**** Supplied material
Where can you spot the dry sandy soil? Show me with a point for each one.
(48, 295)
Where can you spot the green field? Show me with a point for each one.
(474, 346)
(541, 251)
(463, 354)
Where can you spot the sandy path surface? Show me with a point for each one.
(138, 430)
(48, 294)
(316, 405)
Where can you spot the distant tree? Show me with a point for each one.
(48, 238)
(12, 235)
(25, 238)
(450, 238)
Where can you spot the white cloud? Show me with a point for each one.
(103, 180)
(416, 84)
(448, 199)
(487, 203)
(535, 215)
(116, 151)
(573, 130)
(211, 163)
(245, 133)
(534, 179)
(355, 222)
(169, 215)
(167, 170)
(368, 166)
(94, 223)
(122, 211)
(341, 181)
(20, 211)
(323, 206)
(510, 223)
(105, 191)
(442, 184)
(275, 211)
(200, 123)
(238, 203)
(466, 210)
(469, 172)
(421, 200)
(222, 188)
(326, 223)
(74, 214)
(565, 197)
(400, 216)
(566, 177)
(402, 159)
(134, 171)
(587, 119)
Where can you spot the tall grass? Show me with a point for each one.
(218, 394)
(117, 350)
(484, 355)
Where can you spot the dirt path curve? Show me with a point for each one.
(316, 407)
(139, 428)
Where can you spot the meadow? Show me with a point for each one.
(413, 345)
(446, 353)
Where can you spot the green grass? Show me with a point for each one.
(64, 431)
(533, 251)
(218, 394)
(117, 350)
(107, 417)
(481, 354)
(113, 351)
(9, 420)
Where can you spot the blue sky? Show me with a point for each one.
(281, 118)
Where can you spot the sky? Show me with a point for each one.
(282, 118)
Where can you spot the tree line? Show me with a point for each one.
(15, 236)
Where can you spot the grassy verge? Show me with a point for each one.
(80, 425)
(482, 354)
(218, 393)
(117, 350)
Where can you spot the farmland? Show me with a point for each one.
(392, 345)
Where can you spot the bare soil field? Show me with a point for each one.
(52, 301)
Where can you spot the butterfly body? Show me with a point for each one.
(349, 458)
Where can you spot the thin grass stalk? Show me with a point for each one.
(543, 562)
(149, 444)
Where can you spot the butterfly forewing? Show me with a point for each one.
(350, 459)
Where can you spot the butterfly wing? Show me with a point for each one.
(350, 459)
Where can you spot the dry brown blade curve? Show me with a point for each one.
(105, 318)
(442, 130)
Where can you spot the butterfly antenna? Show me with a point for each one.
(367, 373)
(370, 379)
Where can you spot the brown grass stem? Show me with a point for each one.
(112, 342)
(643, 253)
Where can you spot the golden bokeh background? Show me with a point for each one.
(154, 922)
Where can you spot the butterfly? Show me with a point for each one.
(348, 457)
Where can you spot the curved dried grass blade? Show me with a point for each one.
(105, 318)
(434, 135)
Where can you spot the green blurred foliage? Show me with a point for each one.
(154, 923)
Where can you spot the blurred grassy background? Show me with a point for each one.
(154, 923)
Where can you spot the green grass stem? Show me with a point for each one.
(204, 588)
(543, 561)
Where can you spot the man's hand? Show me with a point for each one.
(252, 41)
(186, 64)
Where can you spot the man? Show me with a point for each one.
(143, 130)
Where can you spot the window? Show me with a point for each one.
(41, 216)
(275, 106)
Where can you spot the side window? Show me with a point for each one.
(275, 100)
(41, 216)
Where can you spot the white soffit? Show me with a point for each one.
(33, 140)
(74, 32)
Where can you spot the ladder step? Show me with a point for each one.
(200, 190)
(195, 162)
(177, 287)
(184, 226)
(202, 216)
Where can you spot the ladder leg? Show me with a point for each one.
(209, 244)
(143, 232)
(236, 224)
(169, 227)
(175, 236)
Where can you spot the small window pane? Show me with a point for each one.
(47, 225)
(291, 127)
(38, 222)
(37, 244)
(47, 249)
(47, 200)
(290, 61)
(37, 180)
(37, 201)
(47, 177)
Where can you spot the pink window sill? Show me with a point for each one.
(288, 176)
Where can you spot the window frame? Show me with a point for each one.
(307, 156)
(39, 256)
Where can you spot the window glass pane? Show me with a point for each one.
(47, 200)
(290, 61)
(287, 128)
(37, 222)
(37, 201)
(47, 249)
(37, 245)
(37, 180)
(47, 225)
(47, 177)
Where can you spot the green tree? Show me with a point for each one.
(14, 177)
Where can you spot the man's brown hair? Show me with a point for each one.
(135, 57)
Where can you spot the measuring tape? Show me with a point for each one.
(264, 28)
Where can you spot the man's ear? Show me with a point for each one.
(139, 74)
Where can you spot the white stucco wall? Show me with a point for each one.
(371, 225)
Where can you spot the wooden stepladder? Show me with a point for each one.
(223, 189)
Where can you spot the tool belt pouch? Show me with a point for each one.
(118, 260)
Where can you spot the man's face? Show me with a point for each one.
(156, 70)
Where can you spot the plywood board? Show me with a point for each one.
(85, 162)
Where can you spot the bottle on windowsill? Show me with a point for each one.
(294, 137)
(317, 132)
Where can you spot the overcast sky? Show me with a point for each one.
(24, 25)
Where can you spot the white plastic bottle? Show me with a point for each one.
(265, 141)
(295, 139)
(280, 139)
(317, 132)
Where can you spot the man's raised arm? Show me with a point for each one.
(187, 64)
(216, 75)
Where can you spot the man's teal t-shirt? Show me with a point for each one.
********
The exercise: Exactly as written, please output every entry.

Completed exercise:
Where can you spot the dry sandy soil? Show me with a point for each one.
(48, 295)
Where can you spot the green field? Show me with a point for each one.
(474, 346)
(541, 251)
(463, 354)
Where can you spot the sandy path surface? Show me with a point for each one.
(138, 430)
(48, 294)
(316, 405)
Where can you spot the distant tree? Show me with a point for each one.
(48, 238)
(12, 235)
(25, 238)
(450, 238)
Where can you spot the white cloud? Show me with a point for each one.
(103, 180)
(416, 84)
(448, 199)
(487, 203)
(535, 215)
(116, 151)
(573, 130)
(211, 163)
(245, 133)
(534, 179)
(355, 222)
(169, 215)
(167, 170)
(368, 166)
(94, 223)
(122, 211)
(341, 181)
(20, 211)
(323, 206)
(510, 223)
(105, 191)
(442, 184)
(275, 211)
(200, 123)
(238, 203)
(466, 210)
(469, 172)
(421, 200)
(222, 188)
(326, 223)
(74, 214)
(565, 197)
(400, 216)
(566, 177)
(402, 159)
(134, 171)
(587, 119)
Where can you spot the tall grass? Show me with a point for each one.
(218, 394)
(117, 350)
(484, 355)
Where can you spot the dirt path curve? Show me with a point for each one.
(316, 407)
(139, 428)
Where can you spot the meadow? Show me with a point for each one.
(413, 345)
(446, 353)
Where can you spot the green grass? Show me with a point for each one.
(64, 431)
(533, 251)
(218, 394)
(117, 350)
(107, 417)
(481, 354)
(113, 351)
(9, 420)
Where can you spot the blue sky? Show me with a point for each one.
(281, 118)
Where can you spot the sky? Show me with a point for each one.
(282, 118)
Where can you spot the tree line? Show me with a point for each one.
(15, 236)
Where can you spot the grassy verge? Show me with a point for each one.
(80, 425)
(482, 354)
(218, 393)
(117, 350)
Where can you spot the farmland? Show me with a point for each one.
(392, 345)
Where can you spot the bare soil field? Show me with a point for each one.
(52, 301)
Where can you spot the butterfly body? Show me with a point for each one.
(349, 458)
Where can you spot the thin grass stalk? Show me with a point for each one.
(543, 562)
(149, 444)
Where can you spot the butterfly forewing? Show me with a point for each one.
(350, 459)
Where can you spot the butterfly wing? Show me with a point for each one.
(350, 459)
Where can you spot the dry brown blade curve? Show me with a point for each one.
(105, 318)
(442, 130)
Where can you spot the butterfly antenna? Show me with a point for each one.
(367, 373)
(370, 379)
Where can you spot the brown grass stem? Show me with a point for each one.
(112, 342)
(643, 253)
Where can you spot the golden bokeh background? Show me with a point for each one.
(154, 922)
Where can you spot the butterfly? Show me with a point for each one.
(348, 457)
Where can you spot the curved dried grass blade? Show me with a point for each one.
(105, 318)
(434, 135)
Where can you spot the green blurred foliage? Show me with a point for each one.
(154, 923)
Where can you spot the blurred grassy background? Show me with a point for each one.
(154, 923)
Where can you spot the green grass stem? Show me with a point for each one.
(204, 588)
(543, 561)
Where can you spot the man's hand? Show me with a point for each one.
(252, 41)
(186, 64)
Where can you spot the man? Show me with a point for each one.
(143, 130)
Where can you spot the window? Show me with a point for each one.
(41, 216)
(275, 106)
Where can you spot the side window? Show me with a point for each one.
(275, 100)
(41, 216)
Where can you spot the white soffit? Show me with a point for each one.
(33, 140)
(74, 32)
Where can you spot the ladder step? Show me with a point for each one.
(200, 190)
(195, 162)
(177, 287)
(184, 226)
(202, 216)
Where can you spot the ladder leg? Show me with a point for each one.
(209, 244)
(143, 232)
(236, 224)
(169, 227)
(175, 236)
Where can you spot the small window pane? Show me with a point for each one.
(47, 225)
(291, 127)
(38, 222)
(37, 244)
(47, 249)
(47, 200)
(290, 61)
(37, 180)
(37, 201)
(47, 177)
Where can you spot the pink window sill? Show me with a point for each one.
(288, 176)
Where can you spot the window frame? Show me with a point for each one.
(307, 156)
(39, 256)
Where can you spot the window glass pane? Show me with a point for each one.
(47, 200)
(290, 61)
(287, 128)
(37, 222)
(37, 201)
(47, 249)
(37, 245)
(37, 180)
(47, 225)
(47, 177)
Where can you spot the green tree? Show me with a point for each one.
(14, 177)
Where can you spot the man's brown hair? Show me with a point for each one.
(135, 57)
Where can you spot the measuring tape? Show me with a point for each one.
(264, 28)
Where can you spot the man's ear? Show me with a point for each one.
(139, 74)
Where can you spot the white stucco wall? Show me with a point for each one.
(371, 225)
Where can you spot the wooden stepladder? Show me with a point for each one.
(223, 189)
Where can you spot the tool belt pouch? Show me with a point for each one.
(118, 260)
Where can you spot the man's face? Show me with a point for each one.
(156, 70)
Where can you spot the plywood board? Show me with a point for each one.
(85, 162)
Where can you spot the bottle on windowsill? Show me with a point for each one.
(294, 137)
(317, 132)
Where can you spot the overcast sky? Show me with a point for each one.
(24, 25)
Where can you spot the white plastic bottle? Show me with a point for each one.
(265, 141)
(295, 139)
(280, 139)
(317, 132)
Where can you spot the man's raised arm? Show me with a point for each one.
(187, 64)
(216, 75)
Where can you spot the man's teal t-shirt? Show me with a point for each one.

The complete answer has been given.